> _Work to be completed_
Please pull out each line of the records below that contains the string "annotator" and copy it in full. Matching is case-sensitive.

> _Data entries_
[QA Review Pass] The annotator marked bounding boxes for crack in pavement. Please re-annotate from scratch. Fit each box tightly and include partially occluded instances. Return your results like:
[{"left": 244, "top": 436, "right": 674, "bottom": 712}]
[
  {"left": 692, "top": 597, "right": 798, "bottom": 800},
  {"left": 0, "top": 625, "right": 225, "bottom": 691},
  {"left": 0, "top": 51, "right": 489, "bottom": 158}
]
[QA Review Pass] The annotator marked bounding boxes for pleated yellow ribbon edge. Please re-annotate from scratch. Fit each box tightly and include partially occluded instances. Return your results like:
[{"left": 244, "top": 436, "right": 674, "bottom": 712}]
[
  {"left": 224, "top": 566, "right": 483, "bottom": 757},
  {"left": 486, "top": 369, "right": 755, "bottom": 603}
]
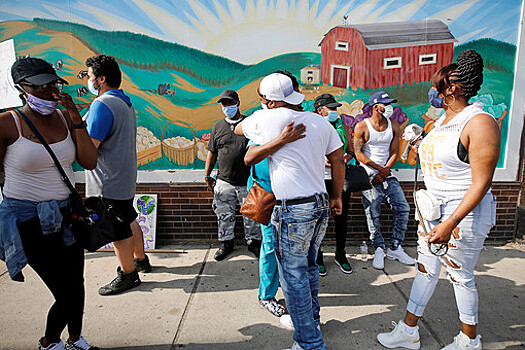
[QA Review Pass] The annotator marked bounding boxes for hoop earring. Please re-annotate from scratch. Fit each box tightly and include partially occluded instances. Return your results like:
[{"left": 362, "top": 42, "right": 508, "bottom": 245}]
[{"left": 443, "top": 95, "right": 456, "bottom": 107}]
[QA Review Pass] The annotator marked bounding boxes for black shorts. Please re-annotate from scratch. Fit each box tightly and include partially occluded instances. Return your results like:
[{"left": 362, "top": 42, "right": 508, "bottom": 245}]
[{"left": 86, "top": 198, "right": 138, "bottom": 241}]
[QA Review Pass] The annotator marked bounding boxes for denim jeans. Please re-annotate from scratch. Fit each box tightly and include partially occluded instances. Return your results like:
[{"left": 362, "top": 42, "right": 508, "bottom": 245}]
[
  {"left": 259, "top": 224, "right": 279, "bottom": 300},
  {"left": 212, "top": 179, "right": 261, "bottom": 243},
  {"left": 272, "top": 194, "right": 328, "bottom": 350},
  {"left": 363, "top": 176, "right": 410, "bottom": 250},
  {"left": 407, "top": 194, "right": 496, "bottom": 325}
]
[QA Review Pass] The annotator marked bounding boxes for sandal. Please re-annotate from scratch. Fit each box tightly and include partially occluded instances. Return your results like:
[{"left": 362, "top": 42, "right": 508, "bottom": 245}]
[{"left": 257, "top": 297, "right": 286, "bottom": 317}]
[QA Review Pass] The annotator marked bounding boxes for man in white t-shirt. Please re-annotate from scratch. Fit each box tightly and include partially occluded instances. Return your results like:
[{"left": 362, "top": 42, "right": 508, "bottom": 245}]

> _Final result_
[QA Review Pass] The annotator marked bounding boxes for crack in pavement. Please re-annotate from scratch. Fit each box tightly and include partially occluded instances. Return your results like:
[QA Review Pass] The annotator marked bounding boxes for pleated yellow ribbon edge. Please re-annotate from scratch. Fit each box tightly and include partially occluded instances. Return your results like:
[QA Review Pass] The annotator marked bounding boxes for hoop earring. Please re-annotate from scratch. Fit each box tightly and include partially occluded instances. Return your results like:
[QA Review Pass] The annotator marked bounding boxes for black shorts. Please re-annotate from scratch. Fit each box tightly and include partially occluded instances. Return your results like:
[QA Review Pass] The annotator marked bounding boxes for denim jeans. Please re-annotate from scratch. Fit each box tightly and include partially occluded instances. Return your results like:
[QA Review Pass] The annotator marked bounding boxes for sandal. Please re-annotate from scratch. Fit each box tightly and include partially occluded instances. Return your results like:
[QA Review Pass] The annotator marked bounding boxes for man in white t-shirt. Please re-annotate from scratch. Fit each box tightly and include partially occluded instances. Return your results like:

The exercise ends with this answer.